WRITTEN REQUEST 1:
Reproduce the entry that follows the email excerpt line for line, leaving out any pictures.

SELECTED TEXT:
----------------------------------------
2009/10/20 Anton Muhin <[email protected]>:
> On Tue, Oct 20, 2009 at 10:22 PM,  <[email protected]> wrote:
>> This LGTM but I still thing we should fix ToCString, probably not by
>> flattening.
>
> Any suggestions?  We can write it out flat and start massaging after
> that like calculating needed size in target encoding, etc.  I just
> think it's a bit involved and apparently doesn't buy as a lot.
> Probably I should do a simple thing: patch flattenning into to C
> strings and run it through various perf benchmarks.  If it would save
> us some cycles, it is probably worth effort.  Otherwise I don't feel
> like it's really necessary, but I admit I am just lazy.
----------------------------------------
WRITTEN REQUEST 2:
Condense the paragraph of the email that begins "Any suggestions?" into a short bulleted list that keeps its main points.
----------------------------------------
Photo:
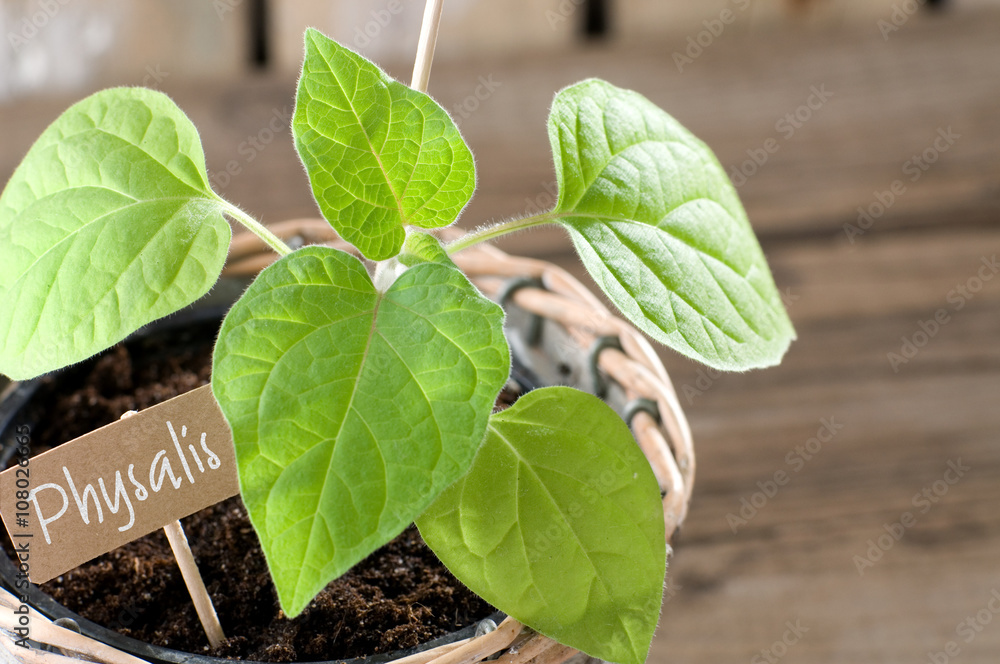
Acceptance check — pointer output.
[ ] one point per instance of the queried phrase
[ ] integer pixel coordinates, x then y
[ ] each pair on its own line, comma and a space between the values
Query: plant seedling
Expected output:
359, 395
----------------------------------------
FULL ANSWER 1:
Photo:
Acceptance check — pointer output.
[ ] one point per instance of the queried phrase
[ ] integer pixel coordinates, x then y
[ ] each pair on its own line, comma and a space between the values
Query: plant seedling
Expected output:
359, 395

FULL ANSWER 2:
- Asks for suggestions.
- One option: write the string out flat first, then adjust it, such as by calculating the size needed in the target encoding.
- Considers this somewhat involved and not very beneficial.
- Proposes a simple test: patch flattening into the conversion to C strings and run it through various performance benchmarks.
- Says the effort is worthwhile if it saves cycles and probably unnecessary if it doesn't.
- Admits to being lazy.